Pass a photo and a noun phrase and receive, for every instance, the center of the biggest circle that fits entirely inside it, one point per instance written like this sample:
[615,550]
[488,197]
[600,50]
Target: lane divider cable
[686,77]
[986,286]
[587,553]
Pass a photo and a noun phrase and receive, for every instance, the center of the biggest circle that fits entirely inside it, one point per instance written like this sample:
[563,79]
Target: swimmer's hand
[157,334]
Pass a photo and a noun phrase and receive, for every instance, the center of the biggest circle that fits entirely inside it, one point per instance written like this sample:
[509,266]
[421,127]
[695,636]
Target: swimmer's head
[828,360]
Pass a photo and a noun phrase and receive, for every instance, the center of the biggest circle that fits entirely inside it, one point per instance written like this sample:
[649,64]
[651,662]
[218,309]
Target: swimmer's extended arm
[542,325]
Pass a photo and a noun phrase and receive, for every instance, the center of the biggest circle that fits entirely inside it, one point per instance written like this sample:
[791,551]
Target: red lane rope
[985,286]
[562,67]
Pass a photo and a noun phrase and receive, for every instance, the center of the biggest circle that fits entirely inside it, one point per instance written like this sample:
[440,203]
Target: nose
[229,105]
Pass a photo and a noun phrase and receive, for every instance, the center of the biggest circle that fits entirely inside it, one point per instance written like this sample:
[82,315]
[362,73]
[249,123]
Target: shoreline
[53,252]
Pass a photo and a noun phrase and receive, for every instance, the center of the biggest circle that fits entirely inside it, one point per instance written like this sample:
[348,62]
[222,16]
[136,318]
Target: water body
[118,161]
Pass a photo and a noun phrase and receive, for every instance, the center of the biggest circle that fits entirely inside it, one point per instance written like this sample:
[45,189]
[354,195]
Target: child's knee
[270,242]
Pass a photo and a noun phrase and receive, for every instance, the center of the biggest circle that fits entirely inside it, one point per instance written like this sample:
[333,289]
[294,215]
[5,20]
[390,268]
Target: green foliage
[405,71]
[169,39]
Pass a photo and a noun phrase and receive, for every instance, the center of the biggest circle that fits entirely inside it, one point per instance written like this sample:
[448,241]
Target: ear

━━━━━━━━━━━━━━━━

▶ [What you will do] Write out exactly the lines that begin at the one containing "Target: shoreline" and continue through the last line of the data, and only those.

▶ [Answer to this problem]
Target: shoreline
[53,252]
Pass a photo and a noun phrase and receive, for every instance, the center of the biggest circle that fits entirely inside it, one point per instance written like this sample:
[348,62]
[222,16]
[136,318]
Target: water body
[118,161]
Pass a photo and a noun phrase and receive, for every instance, the center of the biggest circle that fits entirely inside it, one point per instance written like this sample:
[45,189]
[354,195]
Target: child's knee
[270,242]
Pass a photo and a noun phrase and receive, for every instance, the center of the biggest circle that fits entirely inside it, one point per instance written like this sample:
[333,289]
[294,215]
[5,20]
[390,268]
Target: green foliage
[405,71]
[169,39]
Pass a photo and a noun phrase and receive, for every instance, the center of the biggest circle that fits entirely inside it, one point per instance written like this sample:
[448,241]
Target: ear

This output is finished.